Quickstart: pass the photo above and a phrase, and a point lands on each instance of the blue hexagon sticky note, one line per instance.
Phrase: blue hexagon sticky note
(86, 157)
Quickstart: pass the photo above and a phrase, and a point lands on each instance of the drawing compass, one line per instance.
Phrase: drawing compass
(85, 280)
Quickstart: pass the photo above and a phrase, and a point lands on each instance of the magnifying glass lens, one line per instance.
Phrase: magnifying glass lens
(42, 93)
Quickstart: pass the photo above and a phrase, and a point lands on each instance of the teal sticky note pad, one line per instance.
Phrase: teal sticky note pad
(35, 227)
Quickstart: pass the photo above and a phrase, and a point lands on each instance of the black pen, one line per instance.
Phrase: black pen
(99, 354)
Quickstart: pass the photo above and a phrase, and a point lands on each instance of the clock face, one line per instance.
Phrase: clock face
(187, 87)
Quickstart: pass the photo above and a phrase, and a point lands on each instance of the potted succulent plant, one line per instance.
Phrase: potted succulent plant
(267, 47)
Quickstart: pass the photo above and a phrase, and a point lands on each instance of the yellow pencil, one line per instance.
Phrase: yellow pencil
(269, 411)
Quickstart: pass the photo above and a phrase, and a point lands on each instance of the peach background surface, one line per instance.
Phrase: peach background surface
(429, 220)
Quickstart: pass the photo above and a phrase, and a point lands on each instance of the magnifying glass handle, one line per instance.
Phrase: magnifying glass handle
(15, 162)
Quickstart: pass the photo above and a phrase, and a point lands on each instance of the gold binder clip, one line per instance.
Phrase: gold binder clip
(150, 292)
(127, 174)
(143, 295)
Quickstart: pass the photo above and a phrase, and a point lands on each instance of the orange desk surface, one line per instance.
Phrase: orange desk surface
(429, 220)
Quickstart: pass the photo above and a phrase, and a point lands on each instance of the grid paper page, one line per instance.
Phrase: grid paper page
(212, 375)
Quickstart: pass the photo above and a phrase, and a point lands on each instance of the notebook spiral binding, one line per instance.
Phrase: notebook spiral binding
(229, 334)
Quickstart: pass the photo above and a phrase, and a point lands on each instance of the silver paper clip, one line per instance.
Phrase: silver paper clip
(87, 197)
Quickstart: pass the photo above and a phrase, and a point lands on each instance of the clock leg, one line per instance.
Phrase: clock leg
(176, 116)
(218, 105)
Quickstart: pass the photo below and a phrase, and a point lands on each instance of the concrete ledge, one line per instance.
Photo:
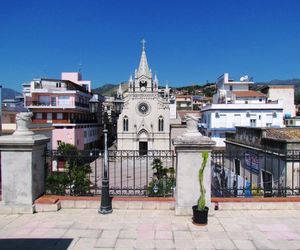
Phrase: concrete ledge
(47, 202)
(43, 207)
(257, 205)
(17, 209)
(255, 199)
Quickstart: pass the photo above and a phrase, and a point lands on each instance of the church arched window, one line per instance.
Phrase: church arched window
(125, 123)
(160, 123)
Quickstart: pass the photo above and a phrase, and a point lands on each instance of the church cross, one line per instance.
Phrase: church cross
(143, 43)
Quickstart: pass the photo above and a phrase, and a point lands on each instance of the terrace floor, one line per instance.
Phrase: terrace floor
(149, 229)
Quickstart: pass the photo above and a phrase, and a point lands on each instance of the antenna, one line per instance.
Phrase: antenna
(79, 67)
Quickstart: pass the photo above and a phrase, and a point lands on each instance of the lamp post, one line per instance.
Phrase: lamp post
(105, 207)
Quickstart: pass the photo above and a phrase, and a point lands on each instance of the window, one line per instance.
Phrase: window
(39, 116)
(49, 116)
(59, 116)
(237, 164)
(252, 122)
(63, 100)
(125, 123)
(160, 123)
(12, 119)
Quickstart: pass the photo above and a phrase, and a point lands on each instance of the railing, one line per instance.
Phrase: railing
(131, 172)
(55, 104)
(250, 173)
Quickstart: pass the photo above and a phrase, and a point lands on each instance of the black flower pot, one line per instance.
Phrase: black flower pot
(200, 216)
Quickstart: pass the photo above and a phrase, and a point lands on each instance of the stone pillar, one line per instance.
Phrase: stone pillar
(189, 148)
(22, 167)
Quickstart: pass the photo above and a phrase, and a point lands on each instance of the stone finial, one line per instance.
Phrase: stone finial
(191, 125)
(23, 120)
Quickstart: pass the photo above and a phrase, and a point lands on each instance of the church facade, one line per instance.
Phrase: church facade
(144, 123)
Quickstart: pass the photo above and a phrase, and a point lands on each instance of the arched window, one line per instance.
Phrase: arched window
(125, 123)
(160, 123)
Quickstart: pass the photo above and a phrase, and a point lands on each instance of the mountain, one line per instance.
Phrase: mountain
(8, 93)
(295, 82)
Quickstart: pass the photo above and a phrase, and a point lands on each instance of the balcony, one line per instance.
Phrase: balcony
(38, 104)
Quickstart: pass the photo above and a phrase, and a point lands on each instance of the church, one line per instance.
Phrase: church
(144, 123)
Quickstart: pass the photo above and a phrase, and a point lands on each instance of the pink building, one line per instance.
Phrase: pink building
(64, 105)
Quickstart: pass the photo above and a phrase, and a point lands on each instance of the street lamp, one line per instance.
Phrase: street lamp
(105, 207)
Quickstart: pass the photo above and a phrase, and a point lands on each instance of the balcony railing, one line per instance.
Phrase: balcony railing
(55, 104)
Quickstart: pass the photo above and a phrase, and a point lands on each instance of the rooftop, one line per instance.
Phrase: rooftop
(249, 93)
(283, 133)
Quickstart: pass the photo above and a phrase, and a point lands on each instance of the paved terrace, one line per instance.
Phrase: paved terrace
(150, 229)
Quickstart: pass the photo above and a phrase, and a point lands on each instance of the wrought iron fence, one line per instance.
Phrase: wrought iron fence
(130, 172)
(253, 173)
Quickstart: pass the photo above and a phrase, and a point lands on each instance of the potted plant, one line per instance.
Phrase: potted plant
(200, 211)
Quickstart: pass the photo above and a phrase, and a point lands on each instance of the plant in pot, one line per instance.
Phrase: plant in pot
(200, 211)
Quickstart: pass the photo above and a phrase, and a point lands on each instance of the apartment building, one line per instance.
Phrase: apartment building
(63, 104)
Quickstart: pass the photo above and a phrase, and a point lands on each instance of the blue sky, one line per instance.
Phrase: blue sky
(187, 41)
•••••
Problem requirements: Reproduce the whole listing word for word, setting aside any pictures.

Answer to this task:
Quickstart: pass the photo above and a phrase, and a point lands on each instance of the blue hexagon sticky note, one line per instance.
Phrase: blue hexagon sticky note
(86, 157)
Quickstart: pass the photo above and a phrase, and a point lands on each instance of the drawing compass, one line per instance.
Phrase: drawing compass
(85, 280)
Quickstart: pass the photo above and a phrase, and a point lands on each instance of the magnifying glass lens, one line per instance.
Phrase: magnifying glass lens
(42, 93)
Quickstart: pass the photo above and a phrase, and a point lands on each instance of the teal sticky note pad, one line per instance.
Phrase: teal sticky note pad
(35, 227)
Quickstart: pass the photo above and a phrase, and a point lands on each instance of the black pen, one line per instance.
Phrase: black pen
(99, 354)
Quickstart: pass the photo above and a phrase, and a point lands on each instance of the clock face, one line per instance.
Phrase: clock face
(187, 87)
Quickstart: pass the photo above and a phrase, and a point lands on each instance of the potted succulent plant, one line per instance.
Phrase: potted succulent plant
(267, 47)
Quickstart: pass the photo above and a phrase, and a point lands on each instance of the yellow pencil, one line per instance.
Phrase: yellow pencil
(269, 411)
Quickstart: pass the photo above and a phrase, and a point lands on each instance of the peach background surface, one line per instance.
Phrase: peach background surface
(429, 220)
Quickstart: pass the photo above and a phrase, and a point lands on each instance of the magnifying glass handle, one line per instance.
Phrase: magnifying glass handle
(15, 162)
Quickstart: pass the photo above and a phrase, and a point lands on each instance of the gold binder clip, one line per instance.
Phrase: gold binder clip
(150, 292)
(127, 174)
(143, 295)
Quickstart: pass the photo above and a phrase, and a point lands on each instance of the orange desk surface, one line per instance.
Phrase: orange desk surface
(429, 220)
Quickstart: pass the photo above and a phrase, and a point lands on each instance of the grid paper page, one line per instance.
Phrase: grid paper page
(212, 375)
Quickstart: pass the photo above and a phrase, and a point lands on each instance of the notebook spiral binding, one line per instance.
Phrase: notebook spiral binding
(229, 334)
Quickstart: pass the photo above and a phrase, and a point lands on each instance of the silver paper clip, one line per instance.
Phrase: silver paper clip
(87, 197)
Quickstart: pass the photo above and a phrase, and a point lands on each instance of the clock leg, one line per instance.
Phrase: clock leg
(176, 116)
(218, 105)
Quickstart: pass the photo below and a phrase, and a point lands on each instance of the concrete ledge, one line per instance.
Photo:
Phrase: concrete ledge
(47, 202)
(43, 207)
(257, 205)
(17, 209)
(255, 199)
Quickstart: pass the photo above and a phrase, and a point lands on each instance of the church arched window, one line per instance.
Phrase: church arched window
(125, 123)
(160, 123)
Quickstart: pass the photo above and a phrase, and a point lands on each instance of the church cross, one line per instance.
Phrase: church cross
(143, 43)
Quickstart: pass the photo above and a phrase, and a point lands on each instance of the terrace floor, one line per instance.
Phrase: terrace floor
(149, 229)
Quickstart: pass the photo above and a phrase, and a point lands on each instance of the antenna, one line per instance.
Phrase: antenna
(79, 67)
Quickstart: pass the photo above and a phrase, and a point lands on each instance of the lamp post, one line per instance.
Phrase: lamp post
(105, 207)
Quickstart: pass the photo above and a phrase, and a point lands on each instance of the window, one line per instance.
Phrase: window
(39, 116)
(49, 116)
(59, 116)
(237, 164)
(252, 122)
(63, 100)
(125, 123)
(160, 123)
(12, 119)
Quickstart: pass the photo above and a phrase, and a point lands on each instance of the railing, one line per instance.
Phrase: railing
(131, 172)
(55, 104)
(250, 173)
Quickstart: pass the photo above and a phrase, and a point lands on each instance of the black flower pot, one line per instance.
Phrase: black flower pot
(200, 216)
Quickstart: pass the photo above and a phrase, and a point lands on each instance of the stone pillar, one line per instance.
Phrase: stone pillar
(189, 148)
(22, 167)
Quickstart: pass the photo above and a phrase, and a point lands on each instance of the stone finial, one line per instance.
Phrase: stone finial
(191, 125)
(23, 120)
Quickstart: pass the photo above and a phrase, and a point lands on each instance of the church facade, one line per instance.
Phrase: church facade
(144, 123)
Quickstart: pass the photo above and a phrase, and a point lands on each instance of the arched window, one line per instance.
Phrase: arched window
(125, 123)
(160, 123)
Quickstart: pass the photo above and a phrase, and a point lands on each instance of the mountain, one line per instance.
Phrase: mountain
(8, 93)
(295, 82)
Quickstart: pass the photo above and a phrase, and a point lands on each instance of the balcony, one line per instance.
Phrase: balcony
(38, 104)
Quickstart: pass the photo above and a phrase, and a point lands on each instance of the church, one line per instance.
Phrase: church
(144, 123)
Quickstart: pass the photo above and a phrase, and a point lands on each instance of the pink building, one line per instance.
Phrase: pink building
(64, 105)
Quickstart: pass the photo above and a phrase, and a point lands on each instance of the street lamp, one line per instance.
Phrase: street lamp
(105, 207)
Quickstart: pass the photo above and a phrase, and a point lands on each instance of the balcony railing, one line per instance.
Phrase: balcony railing
(55, 104)
Quickstart: pass the photo above and a phrase, and a point lands on each instance of the rooftop, one line per instance.
Phrase: rooftop
(249, 93)
(283, 133)
Quickstart: pass the photo above and a phrase, and a point lands on each instance of the paved terrace, one line per instance.
Phrase: paved terrace
(150, 229)
Quickstart: pass the photo above and a phrase, and a point lands on each instance of the wrought iron fence, one line per instance.
Phrase: wrought iron fence
(130, 172)
(253, 173)
Quickstart: pass the photo above and a phrase, and a point lands on each instance of the potted plant, one line per instance.
Phrase: potted plant
(200, 211)
Quickstart: pass the photo above and a phrase, and a point lands on each instance of the plant in pot, one line per instance.
Phrase: plant in pot
(200, 211)
Quickstart: pass the photo above and a phrase, and a point lands on each instance of the apartment building, one line per instance.
Phrase: apartment building
(63, 104)
Quickstart: pass the photo above and a phrase, and a point lands on each instance of the blue sky, one line per instance.
Phrase: blue sky
(187, 41)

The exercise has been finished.